TEXT SECTION:

┄┄┄┄┄┄

Highlights of our time were:

  • hearing the life story of “Mama Kate”, how her house was demolished one day while she was at work and she was deported to the Transkei, and walked for 3 weeks to return to Cape Town and joined the protests and went on a hunger strike for 23 days in March 1982 in the Cathedral with over 50 others. Eventually they were allowed to “live” on the outskirts of Cape Town where now she has a house on the edge of one of the many shanty towns. The wall of her lounge is covered in press cuttings about the protests.

  • visiting the District Six Museum which tells the story of this vibrant multi racial community which was demolished between 1966 and 1982. And hearing how the households were shipped out to the townships and separated from family and neighbours and how that breakdown of community is still a cause of social unrest today.

  • hearing from Imam Rashied Omar about the strength of interreligious solidarity which dates back to the founding of Cape Town and the slaves who worked and lived together. This solidarity was made very strong under apartheid as prisoners prayed together and shared the struggle together.

  • making the Mandela pilgrimage to Robben Island and being shown around by a former prisoner. It seemed sad that the prison will never leave the prisoners alone as it now gives them their livelihood.

  • reflecting and sharing together on our own contexts, our own engagements on a political level. And all of us being in awe of Dean Michael Weeder and his team leading a vibrant cathedral community as an ongoing witness to hope in a struggling South Africa.

  • I was privileged to be invited to preach at evensong on Sunday 10 May. My sermon is linked here. One of the realities of life in Cape Town is rolling electricity cuts. I was grateful that the lights came on 5 minutes after the service started as it was already dark and the prospect of preaching with a torch and no microphone was not a happy one! An honour to preach in Bishop Tutu’s pulpit.

┄┄┄┄┄┄

MATERIAL PROVIDED:
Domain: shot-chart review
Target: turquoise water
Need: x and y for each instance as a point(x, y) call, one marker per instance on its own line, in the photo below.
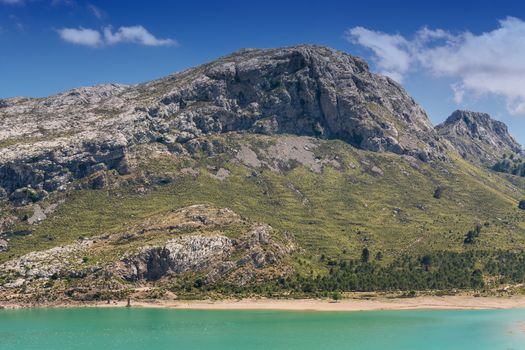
point(129, 329)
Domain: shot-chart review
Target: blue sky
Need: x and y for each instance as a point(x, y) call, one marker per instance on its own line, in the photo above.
point(447, 54)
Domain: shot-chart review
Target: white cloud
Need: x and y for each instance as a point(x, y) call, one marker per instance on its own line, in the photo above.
point(95, 38)
point(81, 36)
point(488, 63)
point(97, 12)
point(135, 34)
point(391, 52)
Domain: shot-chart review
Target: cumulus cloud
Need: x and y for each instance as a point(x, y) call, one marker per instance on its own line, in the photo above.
point(391, 52)
point(96, 38)
point(488, 63)
point(136, 35)
point(96, 11)
point(81, 36)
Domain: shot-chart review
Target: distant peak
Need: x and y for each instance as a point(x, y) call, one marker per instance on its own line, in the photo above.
point(477, 136)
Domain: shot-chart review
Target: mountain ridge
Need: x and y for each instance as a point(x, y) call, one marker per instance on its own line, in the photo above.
point(331, 178)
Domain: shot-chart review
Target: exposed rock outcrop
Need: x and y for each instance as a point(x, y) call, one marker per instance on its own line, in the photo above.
point(305, 90)
point(478, 137)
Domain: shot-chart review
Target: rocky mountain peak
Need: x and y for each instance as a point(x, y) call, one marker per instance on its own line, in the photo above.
point(478, 137)
point(304, 90)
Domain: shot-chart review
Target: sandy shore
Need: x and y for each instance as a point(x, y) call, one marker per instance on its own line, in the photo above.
point(424, 302)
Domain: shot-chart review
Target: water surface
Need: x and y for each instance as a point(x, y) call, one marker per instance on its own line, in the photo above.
point(120, 328)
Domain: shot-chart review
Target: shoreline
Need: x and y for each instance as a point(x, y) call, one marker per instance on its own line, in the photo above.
point(347, 305)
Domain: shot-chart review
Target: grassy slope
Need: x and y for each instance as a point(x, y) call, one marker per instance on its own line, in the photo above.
point(335, 213)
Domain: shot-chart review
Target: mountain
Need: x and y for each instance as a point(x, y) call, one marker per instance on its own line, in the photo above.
point(270, 172)
point(303, 90)
point(477, 136)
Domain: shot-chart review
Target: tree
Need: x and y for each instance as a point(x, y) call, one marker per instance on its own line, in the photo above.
point(365, 255)
point(426, 260)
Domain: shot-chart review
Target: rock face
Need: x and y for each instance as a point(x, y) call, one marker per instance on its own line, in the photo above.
point(201, 248)
point(477, 136)
point(304, 90)
point(216, 255)
point(4, 245)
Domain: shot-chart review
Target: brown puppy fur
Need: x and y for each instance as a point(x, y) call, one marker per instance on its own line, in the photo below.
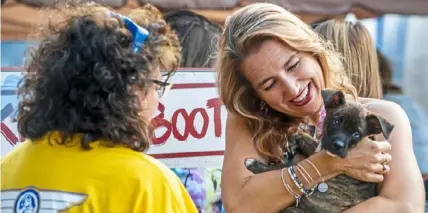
point(345, 125)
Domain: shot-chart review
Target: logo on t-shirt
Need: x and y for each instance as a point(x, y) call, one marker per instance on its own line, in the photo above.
point(33, 200)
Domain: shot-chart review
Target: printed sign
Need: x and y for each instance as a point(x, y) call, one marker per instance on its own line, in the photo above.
point(190, 120)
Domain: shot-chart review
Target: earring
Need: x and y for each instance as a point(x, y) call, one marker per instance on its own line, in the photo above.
point(263, 108)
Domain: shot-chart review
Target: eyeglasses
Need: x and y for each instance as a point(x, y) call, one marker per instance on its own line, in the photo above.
point(163, 87)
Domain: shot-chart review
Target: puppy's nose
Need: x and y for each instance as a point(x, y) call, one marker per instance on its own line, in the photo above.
point(338, 145)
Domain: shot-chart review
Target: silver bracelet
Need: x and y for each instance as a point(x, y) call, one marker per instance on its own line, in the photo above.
point(289, 189)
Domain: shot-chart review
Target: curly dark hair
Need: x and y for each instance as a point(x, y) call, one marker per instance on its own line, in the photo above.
point(83, 76)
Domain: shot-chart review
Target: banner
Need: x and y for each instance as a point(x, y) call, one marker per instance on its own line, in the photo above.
point(190, 119)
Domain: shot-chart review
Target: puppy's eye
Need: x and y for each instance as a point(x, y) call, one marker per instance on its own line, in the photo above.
point(356, 134)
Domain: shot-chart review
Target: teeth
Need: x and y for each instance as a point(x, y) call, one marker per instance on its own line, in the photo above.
point(302, 96)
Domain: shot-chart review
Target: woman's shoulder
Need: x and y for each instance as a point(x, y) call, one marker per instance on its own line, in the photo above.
point(387, 109)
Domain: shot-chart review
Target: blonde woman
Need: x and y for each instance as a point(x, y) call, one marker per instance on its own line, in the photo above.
point(354, 42)
point(271, 69)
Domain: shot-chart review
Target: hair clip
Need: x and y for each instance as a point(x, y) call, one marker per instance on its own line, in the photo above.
point(139, 34)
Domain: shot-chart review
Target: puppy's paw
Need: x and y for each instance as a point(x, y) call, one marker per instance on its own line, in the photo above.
point(255, 166)
point(305, 143)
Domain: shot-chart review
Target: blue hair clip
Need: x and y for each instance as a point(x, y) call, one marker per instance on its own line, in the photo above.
point(139, 34)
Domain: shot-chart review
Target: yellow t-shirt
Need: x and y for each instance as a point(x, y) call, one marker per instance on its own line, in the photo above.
point(38, 176)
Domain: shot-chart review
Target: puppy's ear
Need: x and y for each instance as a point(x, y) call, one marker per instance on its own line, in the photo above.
point(377, 125)
point(332, 98)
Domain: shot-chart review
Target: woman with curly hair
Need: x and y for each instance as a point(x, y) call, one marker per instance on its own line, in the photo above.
point(91, 88)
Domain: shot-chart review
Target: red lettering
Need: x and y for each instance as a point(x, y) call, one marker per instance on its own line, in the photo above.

┄┄┄┄┄┄

In the list of Cape Town highlights, how many days did Mama Kate's hunger strike in the Cathedral last?

23 days.